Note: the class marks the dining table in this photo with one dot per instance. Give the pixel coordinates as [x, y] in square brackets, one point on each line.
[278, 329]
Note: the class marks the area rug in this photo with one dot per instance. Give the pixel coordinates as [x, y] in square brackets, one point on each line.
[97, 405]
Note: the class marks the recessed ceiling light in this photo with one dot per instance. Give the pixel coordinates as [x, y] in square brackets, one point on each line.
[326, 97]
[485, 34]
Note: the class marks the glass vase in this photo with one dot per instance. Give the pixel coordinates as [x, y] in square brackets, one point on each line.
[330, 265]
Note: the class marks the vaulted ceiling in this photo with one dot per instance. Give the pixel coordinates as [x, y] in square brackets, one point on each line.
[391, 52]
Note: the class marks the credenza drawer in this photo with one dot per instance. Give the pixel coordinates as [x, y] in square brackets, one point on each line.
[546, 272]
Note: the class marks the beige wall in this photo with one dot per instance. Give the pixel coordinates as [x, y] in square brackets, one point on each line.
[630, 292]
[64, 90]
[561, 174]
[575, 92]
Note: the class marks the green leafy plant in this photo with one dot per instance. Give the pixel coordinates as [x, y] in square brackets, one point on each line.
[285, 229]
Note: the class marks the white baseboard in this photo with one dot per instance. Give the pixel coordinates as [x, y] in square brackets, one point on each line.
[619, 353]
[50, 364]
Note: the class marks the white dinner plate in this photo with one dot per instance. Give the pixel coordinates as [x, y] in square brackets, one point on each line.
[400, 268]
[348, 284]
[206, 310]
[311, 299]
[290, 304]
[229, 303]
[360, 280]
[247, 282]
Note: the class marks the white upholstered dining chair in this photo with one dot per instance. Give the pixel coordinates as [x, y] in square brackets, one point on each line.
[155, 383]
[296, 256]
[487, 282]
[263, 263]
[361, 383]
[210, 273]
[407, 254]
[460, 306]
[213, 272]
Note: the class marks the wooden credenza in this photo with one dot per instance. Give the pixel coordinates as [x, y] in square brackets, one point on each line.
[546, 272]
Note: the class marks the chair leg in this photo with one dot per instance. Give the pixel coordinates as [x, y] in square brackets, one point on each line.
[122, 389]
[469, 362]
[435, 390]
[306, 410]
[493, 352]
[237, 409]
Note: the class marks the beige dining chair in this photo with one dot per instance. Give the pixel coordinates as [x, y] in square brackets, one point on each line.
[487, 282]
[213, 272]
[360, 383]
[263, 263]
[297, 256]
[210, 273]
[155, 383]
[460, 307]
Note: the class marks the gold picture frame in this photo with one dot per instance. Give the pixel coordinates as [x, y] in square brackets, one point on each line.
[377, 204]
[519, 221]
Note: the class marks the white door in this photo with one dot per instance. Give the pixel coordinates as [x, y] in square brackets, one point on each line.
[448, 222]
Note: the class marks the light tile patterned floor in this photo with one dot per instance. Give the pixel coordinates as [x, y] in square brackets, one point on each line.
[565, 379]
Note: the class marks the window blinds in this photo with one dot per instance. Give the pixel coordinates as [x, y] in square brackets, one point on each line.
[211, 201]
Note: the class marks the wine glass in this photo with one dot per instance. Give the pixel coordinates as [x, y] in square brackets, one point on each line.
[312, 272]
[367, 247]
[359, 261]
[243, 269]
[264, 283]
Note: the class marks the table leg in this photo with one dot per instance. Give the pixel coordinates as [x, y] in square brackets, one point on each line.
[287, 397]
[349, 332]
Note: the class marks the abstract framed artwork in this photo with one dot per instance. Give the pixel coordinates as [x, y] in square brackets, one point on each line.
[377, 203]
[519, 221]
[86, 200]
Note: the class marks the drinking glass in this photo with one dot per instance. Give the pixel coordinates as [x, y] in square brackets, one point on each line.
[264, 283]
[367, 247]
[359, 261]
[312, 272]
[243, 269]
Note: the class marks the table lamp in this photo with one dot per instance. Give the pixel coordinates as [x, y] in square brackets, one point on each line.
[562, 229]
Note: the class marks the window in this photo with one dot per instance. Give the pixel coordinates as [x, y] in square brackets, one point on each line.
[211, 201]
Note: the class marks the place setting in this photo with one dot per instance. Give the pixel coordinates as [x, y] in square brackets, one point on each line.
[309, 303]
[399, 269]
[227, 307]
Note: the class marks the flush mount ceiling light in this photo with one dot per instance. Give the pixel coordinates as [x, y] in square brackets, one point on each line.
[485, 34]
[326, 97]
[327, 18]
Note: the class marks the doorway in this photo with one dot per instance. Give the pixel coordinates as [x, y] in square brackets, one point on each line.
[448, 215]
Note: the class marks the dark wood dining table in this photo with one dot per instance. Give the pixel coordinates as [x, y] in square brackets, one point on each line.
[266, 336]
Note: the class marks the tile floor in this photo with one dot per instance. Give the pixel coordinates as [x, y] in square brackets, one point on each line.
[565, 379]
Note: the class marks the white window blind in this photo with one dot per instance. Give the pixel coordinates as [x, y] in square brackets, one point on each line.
○ ○ ○
WRITTEN EXERCISE -
Copy every one of the rows above word for word, from the first line to the last.

WRITTEN SOLUTION -
Note: the class marks the dining table in this photo with one dot per instance. Give the pixel coordinates as [x, y] in square brackets, one point on each line.
[278, 329]
Note: the class marks the area rug in this photo with one dot per instance. Give the pixel coordinates as [x, y] in square brackets, one point on each line.
[97, 405]
Note: the class marks the recessed ceiling light in this photo with one dot per instance. Give the pixel coordinates as [x, y] in square brackets, one point on each line.
[326, 97]
[485, 34]
Note: the class marks the glass vase in this photo with one dot per instance. Give the pixel coordinates as [x, y] in square brackets, one point on each line.
[330, 265]
Note: the class marks the vaulted ceiling in this photo with one dot per instance. Give the pixel coordinates as [x, y] in square brackets, one point on each line.
[391, 52]
Note: the class marks the credenza drawer in this photo with one dot per instance. Give the pixel coordinates as [x, y] in square brackets, one point on each line.
[546, 272]
Note: the class marks the beige wall in this photo with one dot per instance. Give the pixel coordinates as [x, y] in square brackets, one point on each line.
[630, 292]
[64, 90]
[561, 174]
[575, 92]
Note: the class marks the green leafy plant in this photo with one dot per instance. Give the pixel coordinates as [x, y] in square brackets, one point on each line.
[285, 229]
Note: the class marks the white baseboard in this photo with one dot per instance. Give the pixel coordinates as [x, y] in square brackets, one point on each line.
[619, 353]
[50, 364]
Note: the class marks the white dinner plate in this photo with one dot per instance. Give the pixel coordinates as [x, y] in square brackets, one point on each line.
[400, 268]
[348, 284]
[206, 310]
[311, 299]
[290, 304]
[229, 303]
[360, 280]
[247, 282]
Note: the class marks the white upholstered dining chair in this photo with one dot per instance. Give the pixel coordinates as [x, y] in square brackets, one point on each line.
[155, 383]
[296, 256]
[487, 282]
[263, 263]
[361, 383]
[210, 273]
[407, 254]
[460, 306]
[213, 272]
Note: the class marks the wooden credenza in this photo with one dot per instance. Give the pixel coordinates as [x, y] in square brackets, one point on each line.
[546, 272]
Note: the class marks the chair leg in this photo with one dot per instance. Give the pixel coordinates as [x, y] in square brackets, one point on each line.
[122, 389]
[469, 362]
[435, 390]
[306, 410]
[493, 352]
[237, 409]
Note: the class marks the beige dining chair in this photo with one dot per instance. Give the pixel coordinates as [x, y] in square brackets, one point on each line.
[487, 282]
[213, 272]
[360, 383]
[263, 263]
[297, 256]
[210, 273]
[155, 383]
[460, 307]
Note: the class marks the gold picture frame in this photo with one dot per instance. Give the pixel coordinates as [x, y] in square brackets, one point on each line.
[377, 204]
[519, 221]
Note: the class marks the white door in this photo with one dot per instance. Give the pixel coordinates as [x, y] in square brackets, one point on each line.
[448, 222]
Note: the class marks the light tile patterned floor in this photo with one dot per instance. Give the pixel coordinates as [x, y] in square brackets, one point on each line.
[565, 379]
Note: the class marks the window blinds in this photo with one dot per instance. Give the pixel coordinates as [x, y] in square brackets, one point on each line.
[211, 201]
Note: the class marks the wine glass in this photo with one dot per instance. Give the pixel coordinates as [x, y] in square brackets, one point on each line.
[312, 272]
[367, 247]
[359, 261]
[243, 269]
[264, 283]
Note: the class marks the table leg in this photo with one dot per instance. Give the pixel coordinates as [x, y] in square brackets, one point on each line.
[287, 397]
[349, 332]
Note: the class marks the abstract framed artwork in this photo with one dot per instance. Give the pixel coordinates as [x, y] in square brackets, one point on each line.
[377, 203]
[519, 221]
[86, 200]
Note: the class marks the drinking glass in this photo with one dot per instance. Give the pixel coordinates as [x, y] in square brackets, one point on each line.
[264, 283]
[367, 247]
[359, 261]
[312, 272]
[243, 269]
Note: the class marks the table lamp in this photo with one dot per instance. Give the pixel coordinates as [x, y] in square brackets, one point on each line.
[562, 229]
Note: the class marks the window in this photo with one dot per instance. Give the pixel coordinates as [x, y] in square brackets, one point on each line.
[211, 201]
Note: the class marks the place setting in this photo with one dot per instance. Give the pixel coordinates as [x, y] in square brackets, one point on each line.
[309, 303]
[399, 269]
[227, 307]
Note: the class marks the flush mount ceiling light in this photo with one dot per instance. Give the pixel coordinates as [x, y] in square brackets, one point on each line.
[485, 34]
[326, 97]
[327, 18]
Note: the class marks the doorway in this photo with one dot per instance. Give the pixel coordinates as [x, y] in square brackets, one point on each line.
[448, 215]
Note: the class marks the dark wood dining table in this photo with one dot per instance. Give the pixel coordinates as [x, y] in square brackets, one point on each line.
[266, 336]
Note: the class marks the tile floor in this photo with one dot per instance. Give the pixel coordinates as [x, y] in square brackets, one point on each line.
[565, 379]
Note: the class marks the white window blind in this photo with one dot per instance. Give the pixel coordinates as [x, y] in square brackets, one point on each line.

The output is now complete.